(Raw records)
────────────────────────────────────────
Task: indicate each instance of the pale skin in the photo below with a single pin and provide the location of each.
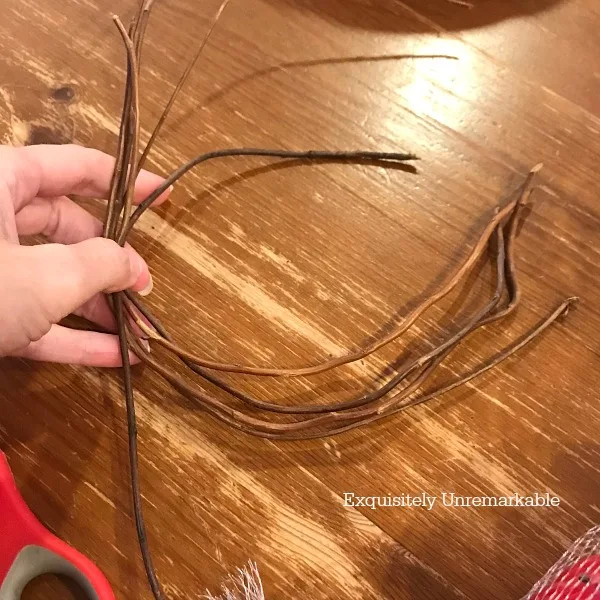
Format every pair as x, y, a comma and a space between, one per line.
40, 285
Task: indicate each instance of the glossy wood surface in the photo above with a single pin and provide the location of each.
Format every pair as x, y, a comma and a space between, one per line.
264, 263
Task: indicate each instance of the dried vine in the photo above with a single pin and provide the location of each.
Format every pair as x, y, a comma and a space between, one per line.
252, 415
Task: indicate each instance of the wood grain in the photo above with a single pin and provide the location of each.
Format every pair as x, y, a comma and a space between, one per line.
279, 263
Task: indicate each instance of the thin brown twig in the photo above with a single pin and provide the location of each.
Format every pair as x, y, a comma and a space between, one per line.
250, 415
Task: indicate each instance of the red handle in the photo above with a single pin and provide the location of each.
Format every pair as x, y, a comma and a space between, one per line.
28, 549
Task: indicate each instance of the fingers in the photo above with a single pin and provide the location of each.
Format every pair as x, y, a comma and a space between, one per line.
59, 219
70, 346
48, 171
64, 278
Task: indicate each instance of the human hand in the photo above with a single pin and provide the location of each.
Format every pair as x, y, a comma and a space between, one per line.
41, 285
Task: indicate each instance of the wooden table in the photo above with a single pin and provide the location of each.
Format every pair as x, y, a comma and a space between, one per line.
260, 263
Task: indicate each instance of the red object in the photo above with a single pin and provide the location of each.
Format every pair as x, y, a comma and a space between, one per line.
28, 549
580, 581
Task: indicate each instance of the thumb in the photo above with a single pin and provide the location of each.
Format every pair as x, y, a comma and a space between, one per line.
67, 276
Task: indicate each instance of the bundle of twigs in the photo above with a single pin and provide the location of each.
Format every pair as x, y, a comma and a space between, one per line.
252, 415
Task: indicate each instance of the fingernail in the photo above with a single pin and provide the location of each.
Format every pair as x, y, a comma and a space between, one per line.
148, 288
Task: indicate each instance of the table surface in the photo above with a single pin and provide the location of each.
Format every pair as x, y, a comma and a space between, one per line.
264, 263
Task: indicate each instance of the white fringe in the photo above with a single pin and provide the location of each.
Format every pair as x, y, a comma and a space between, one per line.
245, 585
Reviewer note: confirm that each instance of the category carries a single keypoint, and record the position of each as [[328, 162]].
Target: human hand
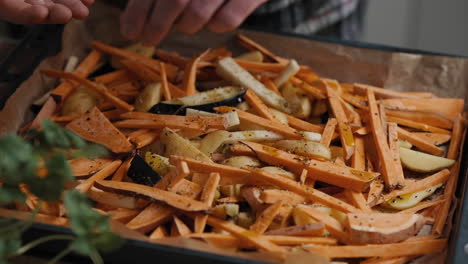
[[151, 20], [43, 11]]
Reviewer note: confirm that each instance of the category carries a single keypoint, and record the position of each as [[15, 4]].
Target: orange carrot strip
[[310, 193], [344, 177], [158, 233], [102, 174], [426, 117], [46, 112], [86, 67], [152, 216], [200, 223], [419, 143], [420, 206], [165, 84], [434, 138], [252, 45], [259, 106], [120, 174], [270, 84], [389, 168], [303, 125], [179, 228], [310, 90], [178, 201], [272, 126], [383, 250], [112, 77], [99, 88], [265, 218], [419, 185], [128, 55], [420, 126], [95, 127], [346, 136], [394, 145], [328, 132], [209, 191], [331, 224], [257, 240]]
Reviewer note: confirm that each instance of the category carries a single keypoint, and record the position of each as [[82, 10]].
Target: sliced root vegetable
[[419, 142], [309, 149], [231, 71], [290, 70], [390, 170], [423, 162], [86, 167], [323, 171], [152, 216], [265, 218], [308, 193], [178, 201], [422, 247], [311, 229], [381, 228]]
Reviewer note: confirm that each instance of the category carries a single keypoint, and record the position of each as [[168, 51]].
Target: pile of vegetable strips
[[258, 152]]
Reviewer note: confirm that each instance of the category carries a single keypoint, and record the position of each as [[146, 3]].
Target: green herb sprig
[[21, 162]]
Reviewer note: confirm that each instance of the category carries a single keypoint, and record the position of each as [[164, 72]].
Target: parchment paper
[[443, 76]]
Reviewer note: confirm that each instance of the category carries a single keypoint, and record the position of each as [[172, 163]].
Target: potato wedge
[[411, 199], [310, 149], [423, 162]]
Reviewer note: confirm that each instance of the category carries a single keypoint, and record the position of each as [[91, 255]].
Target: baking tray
[[44, 40]]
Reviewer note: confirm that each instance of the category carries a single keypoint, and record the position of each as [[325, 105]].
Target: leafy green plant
[[39, 161]]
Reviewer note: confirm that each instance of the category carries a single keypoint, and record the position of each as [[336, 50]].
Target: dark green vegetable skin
[[142, 173]]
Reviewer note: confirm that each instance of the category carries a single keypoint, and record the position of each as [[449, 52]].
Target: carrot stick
[[120, 174], [419, 185], [310, 90], [113, 77], [165, 84], [419, 143], [270, 84], [344, 177], [420, 126], [303, 125], [152, 216], [383, 250], [252, 45], [91, 85], [331, 224], [394, 145], [309, 193], [180, 228], [257, 104], [86, 67], [158, 233], [265, 218], [389, 168], [257, 240], [328, 132], [200, 223], [102, 174], [172, 199], [346, 136], [269, 125], [211, 186]]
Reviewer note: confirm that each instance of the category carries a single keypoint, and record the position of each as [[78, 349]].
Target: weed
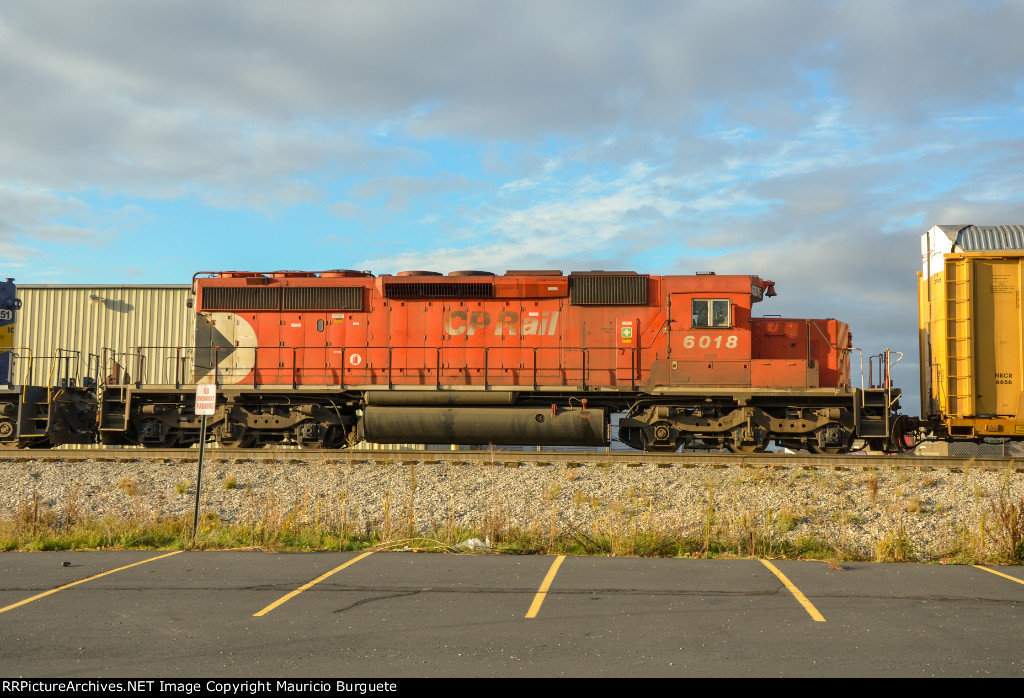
[[1008, 528], [895, 547], [787, 520], [872, 488]]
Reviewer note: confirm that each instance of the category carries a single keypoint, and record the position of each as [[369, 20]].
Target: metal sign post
[[206, 404]]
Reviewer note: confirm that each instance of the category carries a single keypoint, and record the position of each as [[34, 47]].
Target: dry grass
[[577, 512]]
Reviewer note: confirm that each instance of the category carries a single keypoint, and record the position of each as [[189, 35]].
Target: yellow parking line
[[808, 606], [315, 581], [1019, 581], [545, 585], [94, 576]]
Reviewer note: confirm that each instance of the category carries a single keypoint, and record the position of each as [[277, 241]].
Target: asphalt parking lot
[[251, 614]]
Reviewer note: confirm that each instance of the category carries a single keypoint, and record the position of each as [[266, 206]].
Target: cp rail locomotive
[[531, 357]]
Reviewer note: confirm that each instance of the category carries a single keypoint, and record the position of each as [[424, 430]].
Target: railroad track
[[512, 459]]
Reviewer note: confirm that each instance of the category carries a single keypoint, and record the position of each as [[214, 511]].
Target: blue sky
[[809, 142]]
────────────────────────────────────────
:: Problem to solve ::
Write out all the records again with "with a single pin" changed to "with one marker" and everything else left as is. Leave the pictures out.

:: Answer to the task ::
Task: indicate each instance of the pale skin in the photo below with one marker and provide the location of each.
Format every pair as x, y, a comma and a space between, one per line.
40, 285
Task: indicate each instance of the glossy wood surface in the photo above with one marker and provide the location of each.
Format every pair as x, y, a comma and a space between, one per line.
264, 263
Task: indicate each instance of the dried vine in the photo above with one marker and provide the location of each.
Format every pair as x, y, a comma and a space between, one per line.
252, 415
Task: indicate each instance of the wood grain in the photo above with one marker and provide the location of each.
Format every pair as x, y, a comma and a space between, one per line.
279, 263
Task: indicate each instance of the thin brown twig in the photo above with one marker and provide the location of each.
Format every pair as x, y, a comma and a space between, one per line.
250, 415
Task: indicate each instance of the red handle in the photo above with one marker and provide the location of each.
Format every pair as x, y, a comma and a space between, one per line.
28, 549
Task: indicate each instance of the fingers in the photo above with one marker and provide the location of each.
Format every pair as x, y, a comma and a space between, one per line.
59, 219
70, 346
48, 171
64, 278
Task: indicate each instance of the human hand in the photo above with one marker and provide the location of each.
Format every pair as x, y, a comma and a space between, one per line.
41, 285
Task: indicate each instance of the wooden table in the photo above with one marker and provide the location of each.
Format every pair as x, y, a comma and a space between, one per line.
260, 263
Task: indicate each instance of the red object in the photo above with one marker and provide the location of each.
Format every pair as x, y, a comma and a space between, one per line.
28, 549
580, 581
Task: indicate each instance of the thumb in the photo above with one marker and provide the location of each.
Format every pair as x, y, a comma and a space between, one per line.
67, 276
Task: indicate each instance of the bundle of twigs in the photo above with one marker and provide the location of each.
Format every pair as x, y, a comma and a space between, one per line.
252, 415
Task: indicate each instance of the fingernail in the photo above with one marker and provide the location of each.
Format every pair as x, y, a comma and a space between, one per line.
148, 288
Task: indicate each instance of the table surface in the photo above with one marker and provide the location of each.
Format every pair as x, y, a comma and a space between, one per line.
264, 263
Task: indicate each instance of the white fringe in the photo above with one marker and provide the location of each.
Format every pair as x, y, a comma and a space between, one per line.
245, 585
Reviewer note: confirm that each instance of the category carries a single keypoint, and record the position of each as [[328, 162]].
Target: human hand
[[151, 20], [43, 11]]
Reviewer note: confirm that each instance of the category carries a single keypoint, and record the position of each as [[15, 4]].
Target: orange carrot strip
[[310, 193], [344, 177], [158, 233], [102, 174], [426, 117], [46, 112], [86, 67], [152, 216], [200, 223], [419, 143], [420, 206], [165, 84], [434, 138], [252, 45], [259, 106], [120, 174], [270, 84], [389, 168], [303, 125], [179, 228], [310, 90], [178, 201], [272, 126], [383, 250], [112, 77], [99, 88], [265, 218], [419, 185], [128, 55], [420, 126], [95, 127], [346, 136], [394, 145], [328, 132], [209, 191], [331, 224], [257, 240]]
Reviewer note: confirm that each instance of the category carries a single keypoint, and record the position of each as [[82, 10]].
Target: sliced root vegetable
[[419, 142], [309, 149], [231, 71], [290, 70], [390, 170], [423, 162], [86, 167], [323, 171], [152, 216], [265, 218], [308, 193], [178, 201], [422, 247], [311, 229], [381, 228]]
Reviewer note: confirm that each instance of the category carries a single keypoint, and record the position of each as [[168, 51]].
Target: pile of vegetable strips
[[258, 152]]
Reviewer note: confirm that each instance of the category carries a single keypoint, and record the position of each as [[146, 3]].
Target: green herb sprig
[[21, 162]]
Reviewer note: confirm that each instance of the category carries a single keypoint, and record the position of each as [[164, 72]].
Target: parchment paper
[[443, 76]]
Reviewer note: confirm that each instance of the category carries a single keypoint, and record the position of each as [[172, 163]].
Target: potato wedge
[[411, 199], [310, 149], [423, 162]]
Reviewer note: confirm that each instance of the category carries a single keypoint, and record the position of each as [[91, 255]].
Target: baking tray
[[44, 40]]
Reviewer note: confirm that each instance of the category carries a single keypoint, and record the position of each as [[325, 105]].
Target: leafy green plant
[[39, 161]]
Reviewer note: confirm that each instance of the category carries a single keypoint, and record the position of each as [[336, 50]].
Target: dark green vegetable skin
[[142, 173]]
Reviewer note: confirm that each instance of the category carries a single keypoint, and record the position of each as [[449, 52]].
Target: carrot stick
[[120, 174], [419, 185], [310, 90], [113, 77], [165, 84], [419, 143], [270, 84], [344, 177], [420, 126], [303, 125], [152, 216], [383, 250], [252, 45], [91, 85], [331, 224], [394, 145], [309, 193], [180, 228], [257, 104], [86, 67], [158, 233], [265, 218], [389, 168], [257, 240], [328, 132], [200, 223], [102, 174], [172, 199], [346, 136], [269, 125], [211, 186]]
Reviewer note: confirm that each instance of the category carries a single keypoint, and record the position of each as [[78, 349]].
Target: weed
[[1008, 528], [895, 547], [787, 520], [872, 488]]
Reviewer note: confirm that each instance of the category carries a single keypoint, and record the position of each as [[369, 20]].
Target: metal sign post
[[206, 404]]
Reviewer note: confirm that each instance of the category carries a single keypoint, and record the position of each as [[34, 47]].
Target: dry grass
[[577, 512]]
Reviewer note: confirm that each instance of the category carries a single keypoint, and record the position of each as [[189, 35]].
Target: yellow parking line
[[808, 606], [315, 581], [1019, 581], [545, 585], [94, 576]]
Reviewer note: confirm that each instance of the category carries a single keypoint, and record the position of each as [[277, 241]].
Target: asphalt parking lot
[[251, 614]]
Reviewer note: confirm that each instance of the category carries a single keypoint, and record the position of each as [[266, 206]].
Target: cp rail locomotive
[[531, 357]]
Reviewer note: confirm that each instance of the category carries a single keypoint, and record the position of each as [[424, 430]].
Target: railroad track
[[512, 459]]
Reviewer note: confirm that each instance of the category carries a single keypoint, and record the position of each as [[214, 511]].
Target: blue sky
[[809, 142]]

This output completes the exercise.